> _TRY IT_
Type out all the data below, word for word.

> _GIVEN ENTRIES_
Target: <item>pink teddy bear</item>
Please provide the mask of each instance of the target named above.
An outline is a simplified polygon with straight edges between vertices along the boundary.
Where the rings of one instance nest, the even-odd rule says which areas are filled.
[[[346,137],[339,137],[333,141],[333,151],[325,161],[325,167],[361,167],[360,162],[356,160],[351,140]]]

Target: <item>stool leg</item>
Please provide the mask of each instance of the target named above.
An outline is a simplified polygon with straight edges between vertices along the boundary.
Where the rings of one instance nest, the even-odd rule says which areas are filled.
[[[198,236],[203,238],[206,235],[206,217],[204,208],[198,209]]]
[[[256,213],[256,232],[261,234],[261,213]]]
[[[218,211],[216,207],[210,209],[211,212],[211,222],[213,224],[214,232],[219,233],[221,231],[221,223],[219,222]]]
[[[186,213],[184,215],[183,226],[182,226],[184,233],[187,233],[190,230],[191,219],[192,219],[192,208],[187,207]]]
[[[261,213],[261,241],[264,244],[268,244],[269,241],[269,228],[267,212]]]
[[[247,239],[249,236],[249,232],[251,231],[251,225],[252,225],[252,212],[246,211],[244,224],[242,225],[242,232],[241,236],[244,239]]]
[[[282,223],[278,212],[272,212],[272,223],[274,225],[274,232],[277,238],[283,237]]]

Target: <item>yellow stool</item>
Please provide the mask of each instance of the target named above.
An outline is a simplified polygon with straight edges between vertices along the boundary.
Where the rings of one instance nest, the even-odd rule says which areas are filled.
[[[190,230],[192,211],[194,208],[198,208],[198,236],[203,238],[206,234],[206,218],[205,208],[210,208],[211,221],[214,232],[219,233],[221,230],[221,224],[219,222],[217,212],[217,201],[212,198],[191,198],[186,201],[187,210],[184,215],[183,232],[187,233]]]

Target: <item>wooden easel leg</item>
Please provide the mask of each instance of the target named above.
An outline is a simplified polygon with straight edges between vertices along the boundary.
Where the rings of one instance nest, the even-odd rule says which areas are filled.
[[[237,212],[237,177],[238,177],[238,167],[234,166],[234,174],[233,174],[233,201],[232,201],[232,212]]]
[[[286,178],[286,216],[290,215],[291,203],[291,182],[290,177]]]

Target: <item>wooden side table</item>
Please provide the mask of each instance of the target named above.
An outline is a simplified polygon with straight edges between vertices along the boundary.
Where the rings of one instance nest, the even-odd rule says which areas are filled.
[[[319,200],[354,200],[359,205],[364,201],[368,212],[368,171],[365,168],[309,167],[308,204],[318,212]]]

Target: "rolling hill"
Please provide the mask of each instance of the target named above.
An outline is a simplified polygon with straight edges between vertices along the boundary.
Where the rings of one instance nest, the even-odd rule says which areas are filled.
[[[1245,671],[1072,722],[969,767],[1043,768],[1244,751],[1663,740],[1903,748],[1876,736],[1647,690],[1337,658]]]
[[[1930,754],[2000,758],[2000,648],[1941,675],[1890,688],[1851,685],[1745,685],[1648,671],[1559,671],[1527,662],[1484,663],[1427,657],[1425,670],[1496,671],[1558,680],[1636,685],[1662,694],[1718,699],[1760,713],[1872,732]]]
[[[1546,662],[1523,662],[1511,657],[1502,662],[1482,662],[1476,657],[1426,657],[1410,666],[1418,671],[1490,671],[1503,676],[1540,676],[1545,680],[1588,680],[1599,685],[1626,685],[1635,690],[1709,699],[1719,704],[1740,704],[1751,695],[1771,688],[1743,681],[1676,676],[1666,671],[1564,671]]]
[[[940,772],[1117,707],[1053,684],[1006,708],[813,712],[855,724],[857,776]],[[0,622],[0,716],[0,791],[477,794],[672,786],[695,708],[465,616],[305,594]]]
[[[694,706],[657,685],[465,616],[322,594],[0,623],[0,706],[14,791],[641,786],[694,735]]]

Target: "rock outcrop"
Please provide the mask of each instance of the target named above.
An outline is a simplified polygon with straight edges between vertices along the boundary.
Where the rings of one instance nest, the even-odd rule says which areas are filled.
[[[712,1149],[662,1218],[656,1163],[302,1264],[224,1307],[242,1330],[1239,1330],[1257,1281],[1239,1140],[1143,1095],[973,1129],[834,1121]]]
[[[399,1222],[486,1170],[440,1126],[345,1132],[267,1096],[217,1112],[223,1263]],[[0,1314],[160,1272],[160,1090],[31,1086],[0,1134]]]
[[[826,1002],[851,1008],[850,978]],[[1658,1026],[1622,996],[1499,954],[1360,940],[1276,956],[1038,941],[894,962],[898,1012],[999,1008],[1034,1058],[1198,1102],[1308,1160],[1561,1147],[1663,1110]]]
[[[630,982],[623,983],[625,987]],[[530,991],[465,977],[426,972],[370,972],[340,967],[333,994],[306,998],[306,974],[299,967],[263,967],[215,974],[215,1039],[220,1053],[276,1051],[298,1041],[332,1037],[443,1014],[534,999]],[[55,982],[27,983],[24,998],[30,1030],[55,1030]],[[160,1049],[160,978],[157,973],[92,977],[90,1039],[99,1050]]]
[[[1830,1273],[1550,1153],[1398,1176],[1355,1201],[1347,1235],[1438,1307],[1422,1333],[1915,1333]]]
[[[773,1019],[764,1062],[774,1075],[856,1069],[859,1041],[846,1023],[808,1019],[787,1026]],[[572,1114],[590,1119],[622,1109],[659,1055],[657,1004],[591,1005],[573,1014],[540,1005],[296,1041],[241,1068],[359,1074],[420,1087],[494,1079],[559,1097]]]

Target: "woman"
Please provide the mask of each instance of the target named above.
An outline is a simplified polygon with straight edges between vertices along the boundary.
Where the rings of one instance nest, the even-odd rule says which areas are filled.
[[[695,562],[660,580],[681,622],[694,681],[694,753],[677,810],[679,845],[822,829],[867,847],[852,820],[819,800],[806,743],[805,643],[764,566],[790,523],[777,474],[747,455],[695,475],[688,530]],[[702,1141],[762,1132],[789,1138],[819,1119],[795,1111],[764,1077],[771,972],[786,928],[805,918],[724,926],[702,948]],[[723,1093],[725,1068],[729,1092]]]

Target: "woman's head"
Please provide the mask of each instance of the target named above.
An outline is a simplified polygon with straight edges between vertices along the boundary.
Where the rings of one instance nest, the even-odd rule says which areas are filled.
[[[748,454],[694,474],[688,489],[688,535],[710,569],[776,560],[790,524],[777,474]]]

> _SOLUTION TO THE EXERCISE_
Target: <item>pink teddy bear</item>
Please provide the mask of each instance of the target named above.
An outline is a simplified polygon with straight edges between vertices along the boundary.
Where the rings of one instance nest, the even-odd rule says which areas are filled.
[[[346,137],[339,137],[333,141],[333,151],[325,161],[325,167],[361,167],[360,162],[356,160],[351,140]]]

Target: <item>stool leg</item>
Please provide the mask of each instance of the target named above.
An outline is a simplified polygon with straight edges between vertices along the boundary.
Where the rings of one instance nest, the even-odd rule says which areas are filled.
[[[198,236],[203,238],[206,235],[206,217],[204,208],[198,209]]]
[[[256,213],[256,232],[261,234],[261,213]]]
[[[218,211],[216,207],[210,209],[211,212],[211,222],[213,224],[214,232],[219,233],[221,231],[221,223],[219,222]]]
[[[186,213],[184,215],[183,226],[182,226],[184,233],[187,233],[190,230],[191,219],[192,219],[192,208],[187,207]]]
[[[261,213],[261,241],[264,244],[268,244],[269,241],[269,228],[267,212]]]
[[[247,239],[249,236],[249,232],[251,231],[251,225],[252,225],[252,212],[246,211],[244,224],[242,225],[242,232],[241,236],[244,239]]]
[[[282,223],[278,212],[272,212],[272,223],[274,225],[274,232],[277,238],[283,237]]]

Target: <item>yellow stool</item>
Please provide the mask of each instance of the target named above.
An outline is a simplified polygon with straight edges between vertices along the boundary.
Where the rings of one instance nest, the even-odd rule says which areas are filled.
[[[190,230],[192,211],[194,208],[198,208],[198,236],[203,238],[206,234],[206,218],[205,208],[210,208],[211,221],[214,232],[219,233],[221,230],[221,224],[219,222],[217,212],[217,201],[212,198],[191,198],[186,201],[187,210],[184,215],[183,232],[187,233]]]

Target: <item>wooden easel leg</item>
Please provide the mask of each instance of the target named above.
An outline is a simplified polygon with straight edges between vertices along the boundary.
Where the rings of one instance nest, the even-odd rule says which areas are filled.
[[[237,212],[237,177],[238,177],[238,167],[234,166],[234,174],[233,174],[233,201],[232,201],[232,212]]]
[[[286,178],[286,216],[290,215],[291,203],[291,182],[290,177]]]

Target: <item>wooden side table</item>
Please provide the mask of each instance of the target named above.
An outline is a simplified polygon with straight edges between vertices along the boundary.
Where the rings of one instance nest, the even-odd rule says which areas are filled.
[[[319,200],[354,200],[359,205],[364,201],[368,212],[368,171],[365,168],[309,167],[308,204],[318,212]]]

Target: "rolling hill"
Please provide the mask of each instance of the target named above.
An outline is a simplified polygon with straight edges between vertices along the boundary.
Where the rings of one instance nest, the even-odd rule says which areas are filled.
[[[1245,671],[1072,722],[969,767],[1043,768],[1244,751],[1663,740],[1903,748],[1876,736],[1647,690],[1337,658]]]
[[[1930,754],[2000,758],[2000,648],[1941,675],[1890,688],[1851,685],[1745,685],[1648,671],[1559,671],[1527,662],[1484,663],[1427,657],[1425,670],[1496,671],[1558,680],[1636,685],[1662,694],[1718,699],[1760,713],[1872,732]]]
[[[1546,662],[1523,662],[1511,657],[1502,662],[1482,662],[1476,657],[1426,657],[1410,666],[1418,671],[1490,671],[1503,676],[1540,676],[1545,680],[1588,680],[1599,685],[1626,685],[1635,690],[1709,699],[1719,704],[1740,704],[1751,695],[1771,688],[1743,681],[1676,676],[1666,671],[1564,671]]]
[[[940,772],[1117,707],[1053,684],[1006,708],[813,712],[855,724],[857,776]],[[0,622],[0,716],[0,791],[477,794],[672,786],[695,708],[465,616],[305,594]]]
[[[694,706],[657,685],[465,616],[322,594],[0,623],[0,706],[14,791],[641,786],[694,735]]]

Target: "rock outcrop"
Please provide the mask of each instance of the target named above.
An outline is a simplified polygon with straight edges between vertices along the boundary.
Where the rings of one instance nest, the even-odd rule says which areas are filled.
[[[712,1149],[662,1218],[656,1163],[302,1264],[224,1307],[242,1330],[1239,1330],[1257,1281],[1239,1140],[1143,1095],[973,1129],[834,1121]]]
[[[399,1222],[486,1170],[440,1126],[345,1132],[267,1096],[217,1112],[223,1263]],[[0,1314],[160,1272],[160,1090],[31,1086],[0,1134]]]
[[[826,1002],[851,1008],[850,978]],[[1658,1026],[1622,996],[1499,954],[1360,940],[1276,956],[1038,941],[894,962],[898,1012],[999,1008],[1034,1058],[1198,1102],[1308,1160],[1561,1147],[1663,1110]]]
[[[630,982],[623,983],[625,987]],[[530,991],[465,977],[426,972],[370,972],[340,967],[333,994],[306,998],[306,974],[299,967],[263,967],[215,974],[215,1039],[220,1053],[276,1051],[298,1041],[332,1037],[443,1014],[534,999]],[[55,982],[27,983],[24,998],[30,1030],[55,1030]],[[160,1049],[160,978],[157,973],[92,977],[90,1039],[99,1050]]]
[[[1830,1273],[1550,1153],[1398,1176],[1355,1201],[1347,1235],[1438,1307],[1422,1333],[1915,1333]]]
[[[773,1019],[764,1062],[774,1075],[856,1069],[859,1041],[846,1023],[808,1019],[787,1026]],[[572,1114],[590,1119],[622,1109],[659,1055],[657,1004],[591,1005],[573,1014],[540,1005],[296,1041],[241,1068],[359,1074],[420,1087],[494,1079],[559,1097]]]

Target: "woman"
Please provide the mask of each instance of the target named above.
An outline is a simplified polygon with straight edges between vertices along the boundary.
Where the rings of one instance nest, the even-odd rule says which areas are filled.
[[[695,562],[660,580],[681,622],[694,681],[694,753],[677,810],[679,845],[822,829],[867,847],[852,820],[819,800],[806,743],[805,643],[764,566],[790,523],[777,474],[747,455],[695,475],[688,530]],[[702,1141],[762,1132],[789,1138],[819,1119],[795,1111],[764,1077],[771,972],[786,928],[805,918],[724,926],[702,948]],[[723,1093],[725,1068],[729,1092]]]

Target: "woman's head"
Please provide the mask of each instance of the target named above.
An outline is a simplified polygon with straight edges between vertices along the boundary.
Where the rings of one instance nest, the even-odd rule says which areas are filled.
[[[748,454],[694,474],[688,489],[688,535],[710,569],[776,560],[790,524],[777,474]]]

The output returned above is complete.